## Start EXTRACT PROVIDED

If an orthagonal decision tree algorithm was used, the added line represents a plausible first step. Note that the presence of additional red on the left side of the diagram is likely to weight the line further towards the bottom of the space than an ideal solution.

![alt text](https://i.postimg.cc/DyXsbdBf/justification-2.png)

This second line completes a good solution. Any additional lines beyond this point would be overfitting the data.

![alt text](https://i.postimg.cc/q7jCdmMw/justification-3.png)

This diagram shows 2 possible first steps produced by a tree using linear nodes. This data used directly appears to produce worse results than the orthogonal solution. However, the use of lines enables additional calculation. These two lines can be considered an approximation of a curve, and their intersection a point of interest

![alt text](https://i.postimg.cc/GpcsV0r9/justification-4.png)

The line that has been added represents the tangent to the proposed approximation of a curve.

![alt text](https://i.postimg.cc/FHXSbdBy/justification-5.png)

The line that has been added represents the normal to the proposed approximation of a curve.

![alt text](https://i.postimg.cc/vZ7V0YJp/justification-6.png)

If the normal is used to partition the data, instead of either earlier linear node, this will split the data into regions that can be judged more fairly.

![alt text](https://i.postimg.cc/Tw152rK6/justification-7.png)

This possible result indicates how the use of the normal may limit the influence of unrelated curves upon the final tree, and may limit variance. Note that the depicted scenario has been deliberately chosen to favour orthagonal lines, and yet the linear normal method displays a significant advantage.

*Inputs*

This algorithm will be dependent on specific gradients, and so for best results, all data points should be linearly normalised into an n+1-dimensional array with attribute values (up to index n-1) between 0.0 and 1.0, and whatever attribute best represents the class in index n.

If, after the training set has been used to find values, the testing set includes results that fall outside the boundaries, the classifier should be able to handle these inputs normally.

*Outputs*

After training data is input, the output should be in the form of a decision tree. An efficient method of storing this in Python is a list with a length of n+2. The first n values represent multipliers for each attribute of a new data point. If the sum of each attribute, multiplied by its multiplier, is less than 1.0, then it should be sent to the nested tree at index n. If this sum is equal to or greater than 1.0, it should instead be sent to the nested tree at index n+1. This procedure is continued until in the place where a tree would normally be, an object is present, representing the decided class.

The output represents the decided class. It is a single value of whatever type the class attributes provided in the training data were. This should not be a list.

## End EXTRACT PROVIDED
## Start INFORMATION SHOWN

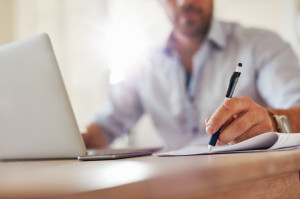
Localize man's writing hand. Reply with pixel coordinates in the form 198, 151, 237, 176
205, 97, 276, 145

## End INFORMATION SHOWN

■ **PROBLEM 1**
According to the decision tree text, what range should attribute values be normalized to?
■ **PROBLEM 2**
Substitute "error" for "variance" in the decision tree text between "If the normal" and "in index n.", inclusive.
The material above comes from a different source than the text.

■ **CORRECT RESPONSE 1**
Between 0.0 and 1.0.

■ **CORRECT RESPONSE 2**
If the normal is used to partition the data, instead of either earlier linear node, this will split the data into regions that can be judged more fairly.

![alt text](https://i.postimg.cc/Tw152rK6/justification-7.png)

This possible result indicates how the use of the normal may limit the influence of unrelated curves upon the final tree, and may limit error. Note that the depicted scenario has been deliberately chosen to favour orthagonal lines, and yet the linear normal method displays a significant advantage.

*Inputs*

This algorithm will be dependent on specific gradients, and so for best results, all data points should be linearly normalised into an n+1-dimensional array with attribute values (up to index n-1) between 0.0 and 1.0, and whatever attribute best represents the class in index n.